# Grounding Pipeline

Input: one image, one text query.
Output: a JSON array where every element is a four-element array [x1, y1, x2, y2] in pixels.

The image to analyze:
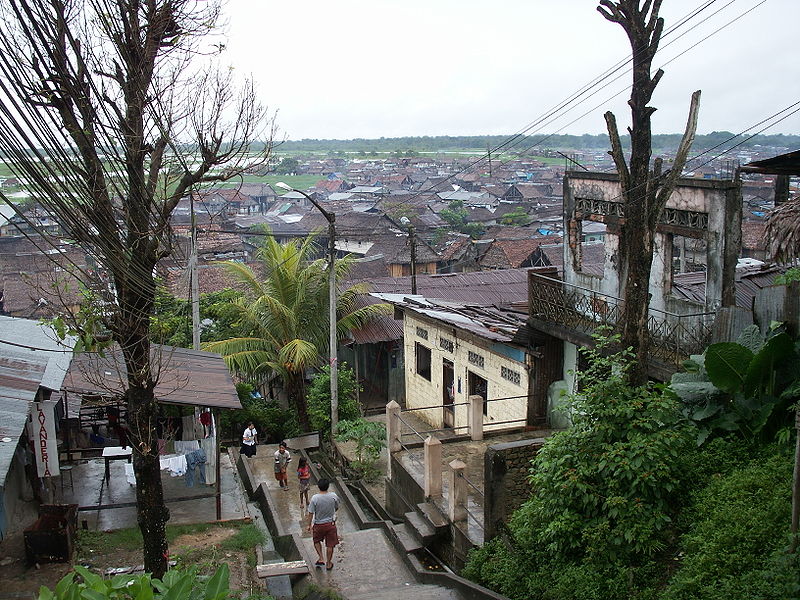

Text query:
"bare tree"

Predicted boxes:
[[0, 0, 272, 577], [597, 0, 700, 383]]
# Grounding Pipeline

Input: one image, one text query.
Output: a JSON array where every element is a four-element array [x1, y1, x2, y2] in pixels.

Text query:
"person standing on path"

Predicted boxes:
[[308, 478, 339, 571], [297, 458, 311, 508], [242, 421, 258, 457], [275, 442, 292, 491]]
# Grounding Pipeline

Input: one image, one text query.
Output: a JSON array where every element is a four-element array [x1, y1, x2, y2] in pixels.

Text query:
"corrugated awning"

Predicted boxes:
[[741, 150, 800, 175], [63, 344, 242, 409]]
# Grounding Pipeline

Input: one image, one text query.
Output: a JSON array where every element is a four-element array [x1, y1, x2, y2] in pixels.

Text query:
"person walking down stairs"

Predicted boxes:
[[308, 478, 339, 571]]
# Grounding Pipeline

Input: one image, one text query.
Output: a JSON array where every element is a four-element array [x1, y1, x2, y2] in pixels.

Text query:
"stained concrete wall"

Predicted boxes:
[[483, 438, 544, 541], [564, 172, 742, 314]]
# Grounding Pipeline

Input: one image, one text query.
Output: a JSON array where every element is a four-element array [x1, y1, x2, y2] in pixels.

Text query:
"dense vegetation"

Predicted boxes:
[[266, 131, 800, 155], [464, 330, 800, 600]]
---
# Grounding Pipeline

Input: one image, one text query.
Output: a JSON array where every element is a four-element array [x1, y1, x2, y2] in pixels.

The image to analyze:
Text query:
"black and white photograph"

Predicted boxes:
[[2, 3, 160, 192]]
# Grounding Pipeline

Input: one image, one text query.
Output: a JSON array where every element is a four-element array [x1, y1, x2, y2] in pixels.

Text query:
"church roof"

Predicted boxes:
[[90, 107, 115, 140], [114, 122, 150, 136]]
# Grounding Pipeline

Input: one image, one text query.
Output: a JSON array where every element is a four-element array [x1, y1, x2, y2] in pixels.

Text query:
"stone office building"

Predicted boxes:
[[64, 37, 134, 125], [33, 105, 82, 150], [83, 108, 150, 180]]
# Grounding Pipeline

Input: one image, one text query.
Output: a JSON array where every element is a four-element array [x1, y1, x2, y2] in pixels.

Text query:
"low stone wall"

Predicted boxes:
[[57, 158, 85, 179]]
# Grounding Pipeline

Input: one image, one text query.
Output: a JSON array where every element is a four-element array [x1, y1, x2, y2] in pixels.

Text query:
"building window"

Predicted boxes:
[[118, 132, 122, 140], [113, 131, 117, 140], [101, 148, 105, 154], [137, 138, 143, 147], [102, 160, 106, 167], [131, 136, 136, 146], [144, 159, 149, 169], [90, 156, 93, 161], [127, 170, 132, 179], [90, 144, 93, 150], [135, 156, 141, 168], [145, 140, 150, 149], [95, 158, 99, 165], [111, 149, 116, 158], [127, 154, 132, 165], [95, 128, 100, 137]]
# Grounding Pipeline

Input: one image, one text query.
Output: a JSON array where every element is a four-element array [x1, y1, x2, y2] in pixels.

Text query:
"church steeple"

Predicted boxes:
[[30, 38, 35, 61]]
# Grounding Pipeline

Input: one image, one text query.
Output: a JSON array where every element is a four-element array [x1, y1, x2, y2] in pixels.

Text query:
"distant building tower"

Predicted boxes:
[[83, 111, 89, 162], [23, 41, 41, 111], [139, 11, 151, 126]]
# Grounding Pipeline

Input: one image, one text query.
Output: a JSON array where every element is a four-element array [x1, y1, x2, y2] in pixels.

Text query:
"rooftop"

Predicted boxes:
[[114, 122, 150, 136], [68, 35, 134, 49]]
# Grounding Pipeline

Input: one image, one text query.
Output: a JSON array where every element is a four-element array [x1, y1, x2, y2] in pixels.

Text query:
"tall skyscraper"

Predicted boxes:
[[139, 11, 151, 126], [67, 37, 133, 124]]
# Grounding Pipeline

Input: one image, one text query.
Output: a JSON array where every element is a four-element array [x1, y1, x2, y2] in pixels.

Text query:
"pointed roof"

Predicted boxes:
--
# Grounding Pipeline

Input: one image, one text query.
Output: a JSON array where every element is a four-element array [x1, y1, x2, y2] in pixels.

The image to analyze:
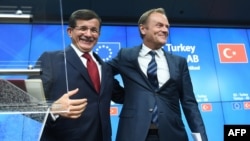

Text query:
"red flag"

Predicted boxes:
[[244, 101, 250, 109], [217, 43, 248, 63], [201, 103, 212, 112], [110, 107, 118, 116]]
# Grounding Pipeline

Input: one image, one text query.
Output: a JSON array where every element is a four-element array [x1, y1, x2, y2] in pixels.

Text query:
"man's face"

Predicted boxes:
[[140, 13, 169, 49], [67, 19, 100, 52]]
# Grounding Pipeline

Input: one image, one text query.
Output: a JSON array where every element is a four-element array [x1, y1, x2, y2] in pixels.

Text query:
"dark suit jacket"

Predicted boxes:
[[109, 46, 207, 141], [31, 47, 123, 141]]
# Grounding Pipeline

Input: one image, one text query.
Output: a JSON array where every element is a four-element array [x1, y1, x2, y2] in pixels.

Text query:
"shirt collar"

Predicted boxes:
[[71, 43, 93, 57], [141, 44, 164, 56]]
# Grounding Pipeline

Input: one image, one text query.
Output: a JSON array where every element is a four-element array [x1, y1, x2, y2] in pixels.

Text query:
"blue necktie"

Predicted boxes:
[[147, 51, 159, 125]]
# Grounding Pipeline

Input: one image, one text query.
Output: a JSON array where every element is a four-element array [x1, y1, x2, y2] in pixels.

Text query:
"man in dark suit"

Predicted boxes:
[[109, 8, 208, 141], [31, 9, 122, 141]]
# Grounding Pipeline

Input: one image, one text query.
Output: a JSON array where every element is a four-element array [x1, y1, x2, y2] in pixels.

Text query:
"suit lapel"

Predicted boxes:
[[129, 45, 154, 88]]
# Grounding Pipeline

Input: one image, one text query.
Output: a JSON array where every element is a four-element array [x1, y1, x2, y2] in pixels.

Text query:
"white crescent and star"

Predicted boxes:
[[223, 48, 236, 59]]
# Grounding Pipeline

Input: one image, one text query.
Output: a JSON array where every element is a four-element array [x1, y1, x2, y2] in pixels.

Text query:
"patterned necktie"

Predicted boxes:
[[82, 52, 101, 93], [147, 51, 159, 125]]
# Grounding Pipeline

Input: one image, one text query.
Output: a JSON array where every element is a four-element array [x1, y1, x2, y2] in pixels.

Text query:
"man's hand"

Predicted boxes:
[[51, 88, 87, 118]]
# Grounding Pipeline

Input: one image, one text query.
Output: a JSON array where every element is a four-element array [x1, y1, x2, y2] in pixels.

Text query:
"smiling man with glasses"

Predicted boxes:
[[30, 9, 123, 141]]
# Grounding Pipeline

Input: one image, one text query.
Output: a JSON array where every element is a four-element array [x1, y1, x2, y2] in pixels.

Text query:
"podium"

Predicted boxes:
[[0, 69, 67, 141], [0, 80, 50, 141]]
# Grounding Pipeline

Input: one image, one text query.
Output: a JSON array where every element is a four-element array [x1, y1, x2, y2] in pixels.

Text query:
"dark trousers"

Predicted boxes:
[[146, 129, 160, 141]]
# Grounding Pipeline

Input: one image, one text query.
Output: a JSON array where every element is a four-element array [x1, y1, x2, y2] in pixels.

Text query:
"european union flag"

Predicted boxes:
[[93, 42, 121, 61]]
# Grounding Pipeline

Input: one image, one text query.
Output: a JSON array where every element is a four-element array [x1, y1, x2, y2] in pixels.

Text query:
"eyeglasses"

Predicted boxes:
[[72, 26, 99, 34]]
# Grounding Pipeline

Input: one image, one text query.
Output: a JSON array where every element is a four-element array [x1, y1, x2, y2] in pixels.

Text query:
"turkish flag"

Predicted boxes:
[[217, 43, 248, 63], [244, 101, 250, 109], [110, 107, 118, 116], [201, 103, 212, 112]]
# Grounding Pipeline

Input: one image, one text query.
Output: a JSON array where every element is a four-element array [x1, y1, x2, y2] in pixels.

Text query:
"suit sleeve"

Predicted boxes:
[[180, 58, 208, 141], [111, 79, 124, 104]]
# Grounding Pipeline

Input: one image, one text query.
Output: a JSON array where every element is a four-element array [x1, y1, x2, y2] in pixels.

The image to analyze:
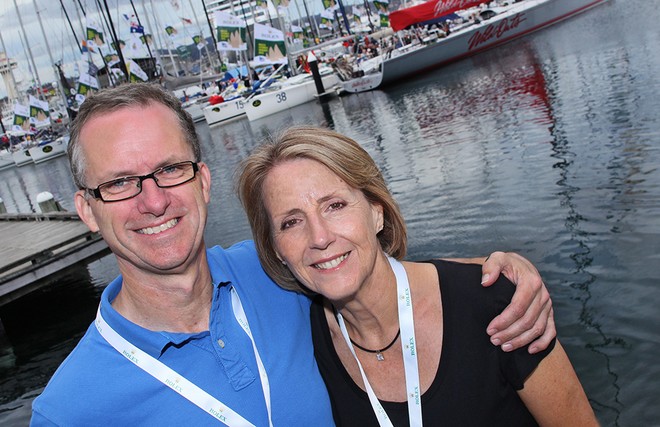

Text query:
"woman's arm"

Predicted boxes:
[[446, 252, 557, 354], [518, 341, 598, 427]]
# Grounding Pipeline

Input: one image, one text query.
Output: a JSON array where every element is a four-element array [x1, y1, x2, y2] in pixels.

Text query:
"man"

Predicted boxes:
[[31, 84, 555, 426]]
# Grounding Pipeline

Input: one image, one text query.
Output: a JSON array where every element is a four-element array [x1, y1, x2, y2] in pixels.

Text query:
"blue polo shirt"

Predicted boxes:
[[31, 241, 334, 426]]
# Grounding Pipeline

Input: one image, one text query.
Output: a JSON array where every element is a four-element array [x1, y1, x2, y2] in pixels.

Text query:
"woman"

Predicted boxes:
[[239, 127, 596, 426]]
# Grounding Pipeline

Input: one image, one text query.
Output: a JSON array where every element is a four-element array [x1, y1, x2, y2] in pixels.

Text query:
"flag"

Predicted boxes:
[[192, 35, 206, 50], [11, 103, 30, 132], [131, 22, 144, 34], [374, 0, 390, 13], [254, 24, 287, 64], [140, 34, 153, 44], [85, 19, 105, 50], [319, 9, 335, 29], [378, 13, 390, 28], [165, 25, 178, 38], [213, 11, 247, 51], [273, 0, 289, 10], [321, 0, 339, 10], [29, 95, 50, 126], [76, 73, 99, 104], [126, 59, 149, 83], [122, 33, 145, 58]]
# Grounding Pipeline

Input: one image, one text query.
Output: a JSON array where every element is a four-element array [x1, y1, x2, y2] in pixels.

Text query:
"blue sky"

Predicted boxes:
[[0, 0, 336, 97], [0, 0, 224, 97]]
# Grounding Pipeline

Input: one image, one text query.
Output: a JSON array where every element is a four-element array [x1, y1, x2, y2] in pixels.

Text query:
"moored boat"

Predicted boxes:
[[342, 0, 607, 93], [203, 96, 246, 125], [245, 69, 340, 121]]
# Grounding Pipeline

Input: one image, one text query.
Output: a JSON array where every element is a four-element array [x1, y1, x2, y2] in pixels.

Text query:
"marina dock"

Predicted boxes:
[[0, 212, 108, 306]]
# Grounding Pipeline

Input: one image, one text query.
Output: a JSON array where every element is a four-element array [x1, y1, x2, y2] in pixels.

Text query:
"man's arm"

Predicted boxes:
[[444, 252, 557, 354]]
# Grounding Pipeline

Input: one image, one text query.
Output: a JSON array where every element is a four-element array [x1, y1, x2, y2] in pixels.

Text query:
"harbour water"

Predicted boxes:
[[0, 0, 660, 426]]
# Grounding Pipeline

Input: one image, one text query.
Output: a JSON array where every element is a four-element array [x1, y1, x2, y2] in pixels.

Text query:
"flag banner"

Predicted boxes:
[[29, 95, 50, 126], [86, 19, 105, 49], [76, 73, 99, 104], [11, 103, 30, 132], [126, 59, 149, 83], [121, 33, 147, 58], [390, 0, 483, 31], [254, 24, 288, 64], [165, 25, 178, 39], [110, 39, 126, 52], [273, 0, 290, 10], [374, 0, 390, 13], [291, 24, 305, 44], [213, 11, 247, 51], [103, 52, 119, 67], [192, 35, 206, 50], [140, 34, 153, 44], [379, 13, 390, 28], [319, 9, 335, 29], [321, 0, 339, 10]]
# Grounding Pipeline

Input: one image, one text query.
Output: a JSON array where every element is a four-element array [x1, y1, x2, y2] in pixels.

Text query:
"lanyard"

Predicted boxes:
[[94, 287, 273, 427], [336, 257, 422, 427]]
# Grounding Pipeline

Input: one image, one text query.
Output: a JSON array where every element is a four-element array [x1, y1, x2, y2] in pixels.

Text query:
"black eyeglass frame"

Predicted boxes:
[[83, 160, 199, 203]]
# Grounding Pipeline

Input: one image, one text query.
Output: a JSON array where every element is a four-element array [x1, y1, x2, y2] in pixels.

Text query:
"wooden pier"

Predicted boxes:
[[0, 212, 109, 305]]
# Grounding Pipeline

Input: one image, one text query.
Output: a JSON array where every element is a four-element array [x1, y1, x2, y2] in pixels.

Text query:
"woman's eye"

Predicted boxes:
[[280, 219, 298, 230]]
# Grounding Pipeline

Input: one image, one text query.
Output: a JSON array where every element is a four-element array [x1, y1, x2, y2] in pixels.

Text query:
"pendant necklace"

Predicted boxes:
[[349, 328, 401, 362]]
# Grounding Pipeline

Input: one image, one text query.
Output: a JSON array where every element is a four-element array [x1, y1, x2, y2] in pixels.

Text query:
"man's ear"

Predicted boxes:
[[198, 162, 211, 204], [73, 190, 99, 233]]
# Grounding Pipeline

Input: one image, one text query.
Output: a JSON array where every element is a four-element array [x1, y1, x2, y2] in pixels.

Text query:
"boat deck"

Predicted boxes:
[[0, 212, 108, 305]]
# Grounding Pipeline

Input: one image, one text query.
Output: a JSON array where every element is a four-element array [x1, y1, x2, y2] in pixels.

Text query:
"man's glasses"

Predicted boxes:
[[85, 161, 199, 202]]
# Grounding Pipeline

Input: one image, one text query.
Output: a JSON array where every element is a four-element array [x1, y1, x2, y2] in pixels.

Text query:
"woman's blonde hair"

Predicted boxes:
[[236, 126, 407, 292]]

[DIRECTIVE] List every line of the listing above that contains the word "white".

[FULL OUTPUT]
"black and white photograph"
"white crescent and star"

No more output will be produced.